Aim of the exercise:
Turn the rows below into a JSON list of strings with one string per line, skipping blank lines. Begin at the line that has "Each instance of the white" and stop after the line that has "[[795, 234], [795, 258], [809, 272], [832, 257], [832, 234]]".

Material supplied:

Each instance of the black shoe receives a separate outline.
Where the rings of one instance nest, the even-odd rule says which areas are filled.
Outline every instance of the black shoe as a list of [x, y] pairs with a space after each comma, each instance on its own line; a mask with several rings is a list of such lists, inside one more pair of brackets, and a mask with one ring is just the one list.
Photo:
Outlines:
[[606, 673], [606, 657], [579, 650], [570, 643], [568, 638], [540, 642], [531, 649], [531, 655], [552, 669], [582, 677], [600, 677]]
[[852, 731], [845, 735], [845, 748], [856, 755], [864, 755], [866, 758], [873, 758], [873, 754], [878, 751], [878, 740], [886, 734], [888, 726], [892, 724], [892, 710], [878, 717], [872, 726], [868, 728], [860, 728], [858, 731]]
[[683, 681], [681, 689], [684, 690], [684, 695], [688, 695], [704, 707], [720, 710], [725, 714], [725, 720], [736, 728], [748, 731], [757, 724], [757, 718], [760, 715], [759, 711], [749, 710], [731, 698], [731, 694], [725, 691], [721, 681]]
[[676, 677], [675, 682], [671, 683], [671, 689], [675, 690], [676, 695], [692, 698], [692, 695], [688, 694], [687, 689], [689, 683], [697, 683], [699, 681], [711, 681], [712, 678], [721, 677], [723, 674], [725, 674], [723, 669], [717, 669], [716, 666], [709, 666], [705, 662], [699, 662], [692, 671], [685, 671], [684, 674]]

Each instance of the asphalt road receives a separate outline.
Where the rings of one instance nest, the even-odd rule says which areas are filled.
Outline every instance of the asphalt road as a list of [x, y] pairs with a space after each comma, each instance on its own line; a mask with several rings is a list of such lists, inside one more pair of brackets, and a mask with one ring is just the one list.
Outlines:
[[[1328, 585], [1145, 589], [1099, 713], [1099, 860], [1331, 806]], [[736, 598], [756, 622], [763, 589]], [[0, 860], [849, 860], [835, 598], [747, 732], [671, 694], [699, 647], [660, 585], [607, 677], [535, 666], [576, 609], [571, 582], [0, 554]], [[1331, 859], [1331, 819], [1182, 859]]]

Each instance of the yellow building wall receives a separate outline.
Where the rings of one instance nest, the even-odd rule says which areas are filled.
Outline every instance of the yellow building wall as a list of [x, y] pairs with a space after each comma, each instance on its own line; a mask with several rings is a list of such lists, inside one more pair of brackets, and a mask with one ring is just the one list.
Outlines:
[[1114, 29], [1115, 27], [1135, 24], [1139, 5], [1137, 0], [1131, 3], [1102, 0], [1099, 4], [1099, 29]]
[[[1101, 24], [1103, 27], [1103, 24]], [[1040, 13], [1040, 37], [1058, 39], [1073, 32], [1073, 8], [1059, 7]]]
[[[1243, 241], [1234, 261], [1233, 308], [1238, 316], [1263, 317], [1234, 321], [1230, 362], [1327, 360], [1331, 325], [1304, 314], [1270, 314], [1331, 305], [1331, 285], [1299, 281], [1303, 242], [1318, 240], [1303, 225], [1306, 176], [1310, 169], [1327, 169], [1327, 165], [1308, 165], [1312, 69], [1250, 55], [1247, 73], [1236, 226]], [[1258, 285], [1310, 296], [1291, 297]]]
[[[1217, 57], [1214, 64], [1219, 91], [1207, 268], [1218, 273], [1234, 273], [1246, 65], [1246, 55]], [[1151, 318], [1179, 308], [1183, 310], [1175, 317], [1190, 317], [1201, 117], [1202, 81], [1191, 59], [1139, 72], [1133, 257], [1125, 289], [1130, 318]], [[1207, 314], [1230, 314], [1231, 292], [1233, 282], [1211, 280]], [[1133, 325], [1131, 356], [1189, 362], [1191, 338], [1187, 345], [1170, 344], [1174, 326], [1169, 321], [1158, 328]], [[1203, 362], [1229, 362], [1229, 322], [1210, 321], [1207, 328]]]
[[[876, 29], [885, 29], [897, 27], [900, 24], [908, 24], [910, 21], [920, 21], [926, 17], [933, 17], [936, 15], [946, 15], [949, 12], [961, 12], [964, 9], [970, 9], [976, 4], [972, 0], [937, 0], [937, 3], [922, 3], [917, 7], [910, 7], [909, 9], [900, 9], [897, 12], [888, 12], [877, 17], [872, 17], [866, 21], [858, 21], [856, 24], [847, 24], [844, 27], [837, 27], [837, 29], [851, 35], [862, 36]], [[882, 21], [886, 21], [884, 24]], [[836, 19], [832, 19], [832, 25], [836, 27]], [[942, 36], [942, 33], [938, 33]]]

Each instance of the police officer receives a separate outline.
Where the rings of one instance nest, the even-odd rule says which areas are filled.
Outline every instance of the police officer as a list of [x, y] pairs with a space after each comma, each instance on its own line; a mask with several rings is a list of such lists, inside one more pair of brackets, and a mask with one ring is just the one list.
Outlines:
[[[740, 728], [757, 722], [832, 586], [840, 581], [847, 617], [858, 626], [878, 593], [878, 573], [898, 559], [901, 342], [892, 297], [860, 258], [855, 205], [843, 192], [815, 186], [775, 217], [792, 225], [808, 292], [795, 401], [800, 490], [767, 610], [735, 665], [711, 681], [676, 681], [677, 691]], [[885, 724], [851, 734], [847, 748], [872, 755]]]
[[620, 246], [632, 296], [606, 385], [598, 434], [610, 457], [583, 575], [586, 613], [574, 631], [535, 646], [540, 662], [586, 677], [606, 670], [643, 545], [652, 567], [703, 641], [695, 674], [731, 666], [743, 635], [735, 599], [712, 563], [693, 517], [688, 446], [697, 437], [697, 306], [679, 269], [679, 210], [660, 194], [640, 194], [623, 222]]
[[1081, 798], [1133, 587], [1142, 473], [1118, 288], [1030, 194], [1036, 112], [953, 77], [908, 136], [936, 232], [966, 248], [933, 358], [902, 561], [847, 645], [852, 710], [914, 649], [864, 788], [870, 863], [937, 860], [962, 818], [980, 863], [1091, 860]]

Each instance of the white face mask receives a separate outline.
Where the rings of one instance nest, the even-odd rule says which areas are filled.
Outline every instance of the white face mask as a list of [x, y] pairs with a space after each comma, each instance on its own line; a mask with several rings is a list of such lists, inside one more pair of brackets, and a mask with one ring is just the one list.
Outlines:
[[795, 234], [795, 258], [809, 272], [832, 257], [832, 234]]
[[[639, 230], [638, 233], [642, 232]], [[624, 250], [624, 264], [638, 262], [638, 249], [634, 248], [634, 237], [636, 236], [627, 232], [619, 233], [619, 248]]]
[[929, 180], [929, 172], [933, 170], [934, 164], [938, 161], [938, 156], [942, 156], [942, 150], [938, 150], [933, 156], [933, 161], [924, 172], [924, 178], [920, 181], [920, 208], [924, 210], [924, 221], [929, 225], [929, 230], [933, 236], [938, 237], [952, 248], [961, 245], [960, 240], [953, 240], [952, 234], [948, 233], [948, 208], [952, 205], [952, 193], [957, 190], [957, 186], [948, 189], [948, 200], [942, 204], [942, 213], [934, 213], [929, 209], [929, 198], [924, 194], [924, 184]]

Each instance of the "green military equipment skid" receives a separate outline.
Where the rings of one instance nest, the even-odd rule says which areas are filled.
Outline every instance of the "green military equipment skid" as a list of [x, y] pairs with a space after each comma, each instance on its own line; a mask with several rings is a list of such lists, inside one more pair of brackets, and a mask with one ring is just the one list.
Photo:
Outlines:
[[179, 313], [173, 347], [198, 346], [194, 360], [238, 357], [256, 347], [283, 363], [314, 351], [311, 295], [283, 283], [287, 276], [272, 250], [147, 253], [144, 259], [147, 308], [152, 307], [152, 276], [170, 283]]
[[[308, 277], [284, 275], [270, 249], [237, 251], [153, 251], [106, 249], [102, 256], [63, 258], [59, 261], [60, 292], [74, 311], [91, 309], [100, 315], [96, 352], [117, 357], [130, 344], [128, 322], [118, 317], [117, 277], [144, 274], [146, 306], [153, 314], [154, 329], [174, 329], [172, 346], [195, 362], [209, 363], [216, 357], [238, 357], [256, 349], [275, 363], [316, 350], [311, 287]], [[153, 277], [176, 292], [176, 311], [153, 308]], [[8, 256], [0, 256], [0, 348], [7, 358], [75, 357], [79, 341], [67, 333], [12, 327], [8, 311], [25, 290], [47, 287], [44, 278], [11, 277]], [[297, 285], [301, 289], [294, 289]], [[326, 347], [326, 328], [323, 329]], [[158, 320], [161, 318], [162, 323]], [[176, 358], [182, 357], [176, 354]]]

Finished exercise:
[
  "Each instance of the white face mask receives a separate outline.",
  "Where the rings of one instance nest, the even-odd rule says which areas are filled.",
  "Outline every instance of the white face mask as a list of [x, y] pairs with a space after each comma, each instance on its own line; a mask with several rings is a list of such lists, inside one more pair of brackets, and a mask with one ring is just the one list.",
  "Outlines:",
  "[[795, 234], [795, 258], [809, 272], [832, 257], [832, 234]]"
]